→ Work task 1:
From the passage on the Rehoboth Baptist Association, reproduce word for word the part that opens with the words containing "The Rehoboth Association comprises" and closes with "northern Macon counties.".
→ Work task 2:
Answer these questions from the passage on the Rehoboth Baptist Association:
(a) In what year and city was the oldest Baptist association in the country founded?
(b) How long has the Christian Social Ministry food bank operated?
(c) How many families is the Christian Social Ministry expected to provide food for in 2009?

→ Passage provided:
════════════════
The Rehoboth Association comprises 54 churches in Houston, Peach, Crawford and Taylor counties along with churches in southern Bibb and northern Macon counties.

“We do this once a year,” said the Rev. Tim Millwood, director of the Rehoboth Baptist Association. “The week helps to educate about our association and the ministries that we promote.”

Associations are the oldest entity in the Baptist denomination after the church. The oldest Baptist association in the country was founded in 1707 in Philadelphia. Churches would band together and associate in fellowship, ministry and doctrine.

The Rehoboth Association was founded in 1838, making it older than the Southern Baptist Convention by seven years.

Millwood said many people come into a local church knowing little about the Rehoboth Association.

“It can be easy to write things off if you don’t understand why they exist.”

One ministry of the Rehoboth Association is the Christian Social Ministry, a food bank that has operated for 15 years.

The Christian Social Ministry normally provides food for about 4,500 families a year, but given the economy, that number is expected to reach 5,000 in 2009.
════════════════
→ Data records:
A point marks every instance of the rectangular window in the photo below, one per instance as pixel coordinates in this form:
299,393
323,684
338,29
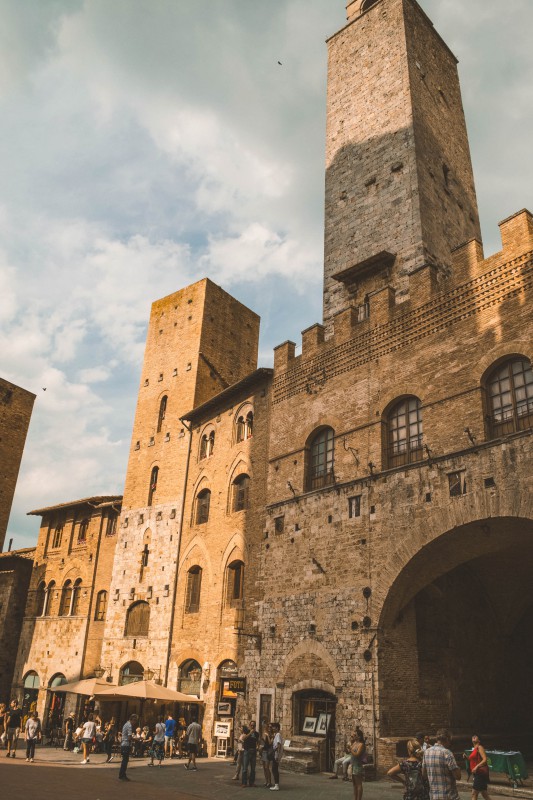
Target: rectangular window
354,506
457,483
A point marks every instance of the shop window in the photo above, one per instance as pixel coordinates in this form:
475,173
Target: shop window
235,584
510,397
162,413
101,606
240,492
320,460
404,433
194,584
203,502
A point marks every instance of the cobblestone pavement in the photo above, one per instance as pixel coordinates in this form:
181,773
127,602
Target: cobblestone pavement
56,773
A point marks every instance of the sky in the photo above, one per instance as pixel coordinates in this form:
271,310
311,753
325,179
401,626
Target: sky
149,143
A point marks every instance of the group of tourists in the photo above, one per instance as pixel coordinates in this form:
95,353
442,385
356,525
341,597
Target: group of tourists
269,745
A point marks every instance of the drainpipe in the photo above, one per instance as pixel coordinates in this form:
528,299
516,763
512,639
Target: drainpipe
182,516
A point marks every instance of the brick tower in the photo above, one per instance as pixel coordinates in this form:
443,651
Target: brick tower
399,185
200,340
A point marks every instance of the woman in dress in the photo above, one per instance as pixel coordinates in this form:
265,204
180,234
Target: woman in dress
479,768
409,772
157,749
358,753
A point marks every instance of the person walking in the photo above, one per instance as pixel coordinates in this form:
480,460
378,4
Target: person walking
110,733
249,756
440,768
13,725
479,769
358,753
277,747
69,730
194,735
409,772
32,734
88,735
125,746
157,749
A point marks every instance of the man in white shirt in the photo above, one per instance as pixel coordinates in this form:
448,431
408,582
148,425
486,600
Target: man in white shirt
194,736
125,746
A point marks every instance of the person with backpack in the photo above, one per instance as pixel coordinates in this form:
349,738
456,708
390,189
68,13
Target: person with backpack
409,772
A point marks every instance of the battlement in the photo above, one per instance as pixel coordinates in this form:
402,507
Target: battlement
361,333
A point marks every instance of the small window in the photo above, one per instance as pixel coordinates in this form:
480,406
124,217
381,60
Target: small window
207,445
203,502
154,475
194,583
66,599
240,493
101,606
138,620
162,411
320,465
510,397
82,531
245,426
457,483
404,433
57,536
235,584
354,506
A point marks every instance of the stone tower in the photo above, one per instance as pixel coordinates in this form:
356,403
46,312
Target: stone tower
399,185
200,340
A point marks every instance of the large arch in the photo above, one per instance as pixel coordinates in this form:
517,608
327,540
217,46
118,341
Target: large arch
455,634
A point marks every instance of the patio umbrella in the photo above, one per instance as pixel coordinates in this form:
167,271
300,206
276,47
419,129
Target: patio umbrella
88,686
145,690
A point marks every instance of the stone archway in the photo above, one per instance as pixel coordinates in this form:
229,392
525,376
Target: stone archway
455,636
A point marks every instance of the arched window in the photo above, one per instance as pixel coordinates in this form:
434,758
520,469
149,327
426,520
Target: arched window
49,599
203,502
131,673
101,606
207,445
138,620
40,599
162,413
153,485
239,494
510,397
66,599
321,457
190,677
404,433
245,426
82,531
194,584
235,584
76,597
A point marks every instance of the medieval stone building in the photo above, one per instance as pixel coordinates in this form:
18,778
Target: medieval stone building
350,531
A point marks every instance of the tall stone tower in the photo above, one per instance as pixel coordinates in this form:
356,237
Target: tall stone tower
399,185
200,341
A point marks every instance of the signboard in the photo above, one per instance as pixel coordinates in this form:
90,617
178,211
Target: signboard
231,687
223,729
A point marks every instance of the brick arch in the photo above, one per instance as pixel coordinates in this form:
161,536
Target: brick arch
312,658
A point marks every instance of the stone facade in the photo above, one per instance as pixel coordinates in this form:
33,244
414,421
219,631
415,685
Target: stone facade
63,624
16,405
15,574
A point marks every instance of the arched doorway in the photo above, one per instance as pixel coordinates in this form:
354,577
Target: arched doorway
55,705
456,619
131,673
31,692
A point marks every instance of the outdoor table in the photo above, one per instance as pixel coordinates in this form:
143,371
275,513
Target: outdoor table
511,763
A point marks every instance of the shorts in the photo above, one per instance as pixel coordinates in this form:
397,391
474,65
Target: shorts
481,781
13,735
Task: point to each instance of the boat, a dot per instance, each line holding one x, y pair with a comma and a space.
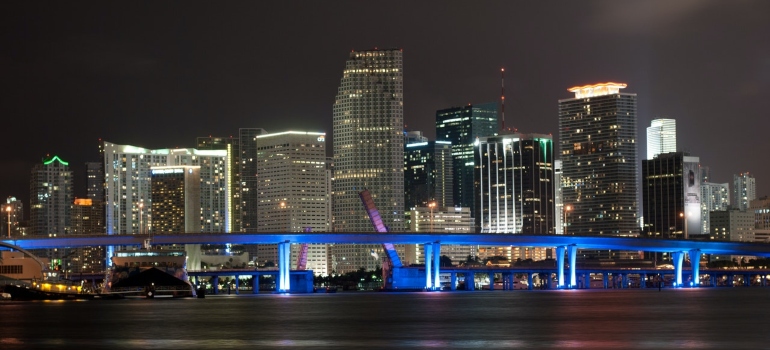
149, 272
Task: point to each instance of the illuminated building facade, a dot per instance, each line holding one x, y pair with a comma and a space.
515, 183
661, 137
744, 190
428, 174
368, 121
128, 182
87, 216
461, 126
51, 196
671, 195
597, 146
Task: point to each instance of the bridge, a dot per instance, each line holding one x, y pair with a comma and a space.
568, 244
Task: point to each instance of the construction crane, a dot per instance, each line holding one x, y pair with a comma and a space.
392, 260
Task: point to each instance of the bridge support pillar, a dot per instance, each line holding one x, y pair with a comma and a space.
529, 281
428, 257
695, 263
436, 265
678, 258
470, 281
572, 251
284, 267
560, 266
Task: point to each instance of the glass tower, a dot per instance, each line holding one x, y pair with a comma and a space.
368, 123
597, 141
461, 126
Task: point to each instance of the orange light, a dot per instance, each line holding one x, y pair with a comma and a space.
599, 89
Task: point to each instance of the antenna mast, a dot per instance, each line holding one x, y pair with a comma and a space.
502, 94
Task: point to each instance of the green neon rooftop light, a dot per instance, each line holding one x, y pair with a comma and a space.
55, 158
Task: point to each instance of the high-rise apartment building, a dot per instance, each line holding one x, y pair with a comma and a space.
428, 174
744, 190
51, 196
671, 191
514, 181
597, 138
128, 172
714, 197
247, 140
368, 122
462, 126
661, 137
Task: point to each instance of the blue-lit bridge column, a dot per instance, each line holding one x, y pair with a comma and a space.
428, 257
695, 263
436, 265
560, 266
678, 258
572, 251
284, 267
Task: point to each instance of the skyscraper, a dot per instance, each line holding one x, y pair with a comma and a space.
661, 137
368, 122
51, 197
671, 191
461, 126
597, 141
428, 174
744, 190
515, 184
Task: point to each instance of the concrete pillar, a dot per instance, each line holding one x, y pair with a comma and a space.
572, 252
560, 266
470, 283
436, 265
284, 267
678, 258
529, 281
695, 263
428, 257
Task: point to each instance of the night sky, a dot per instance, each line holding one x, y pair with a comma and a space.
158, 74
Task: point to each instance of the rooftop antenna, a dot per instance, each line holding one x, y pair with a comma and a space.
502, 95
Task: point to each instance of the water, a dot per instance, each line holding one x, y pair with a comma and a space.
707, 318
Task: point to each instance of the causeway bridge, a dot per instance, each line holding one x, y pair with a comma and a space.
566, 249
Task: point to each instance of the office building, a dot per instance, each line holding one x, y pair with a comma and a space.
368, 121
428, 174
661, 137
462, 126
515, 183
744, 190
671, 191
597, 146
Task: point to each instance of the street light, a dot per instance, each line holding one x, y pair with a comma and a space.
8, 209
431, 205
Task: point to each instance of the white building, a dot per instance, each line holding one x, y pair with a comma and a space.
744, 190
661, 137
368, 121
293, 195
127, 185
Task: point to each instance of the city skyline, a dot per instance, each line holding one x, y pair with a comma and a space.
75, 73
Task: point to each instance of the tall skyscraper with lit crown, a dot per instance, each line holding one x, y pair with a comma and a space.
597, 139
368, 122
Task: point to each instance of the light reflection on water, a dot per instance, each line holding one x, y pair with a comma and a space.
596, 319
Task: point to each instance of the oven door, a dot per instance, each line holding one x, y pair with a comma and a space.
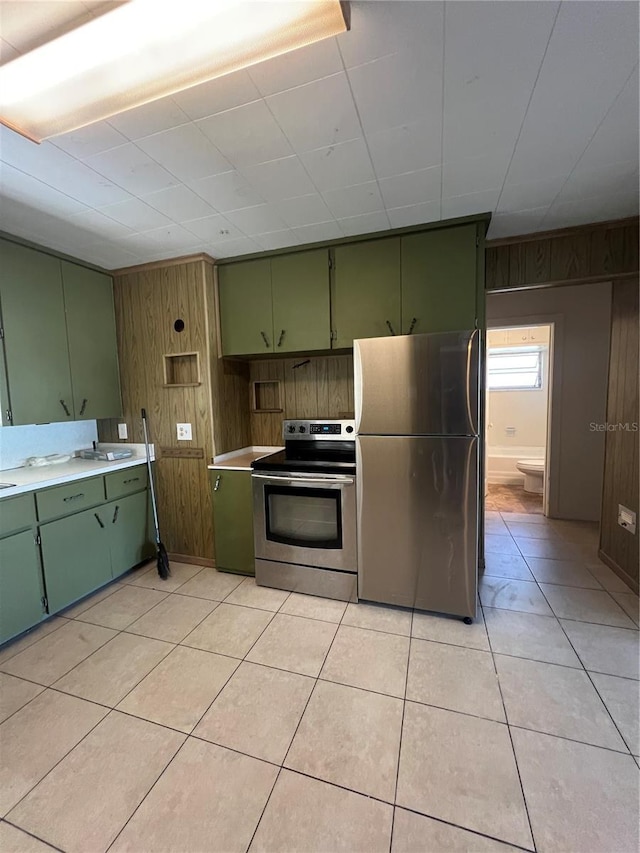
════════════════
→ Answer section 1:
The Rehoboth Association comprises 54 churches in Houston, Peach, Crawford and Taylor counties along with churches in southern Bibb and northern Macon counties.

→ Answer section 2:
(a) 1707, in Philadelphia.
(b) 15 years.
(c) 5,000 families.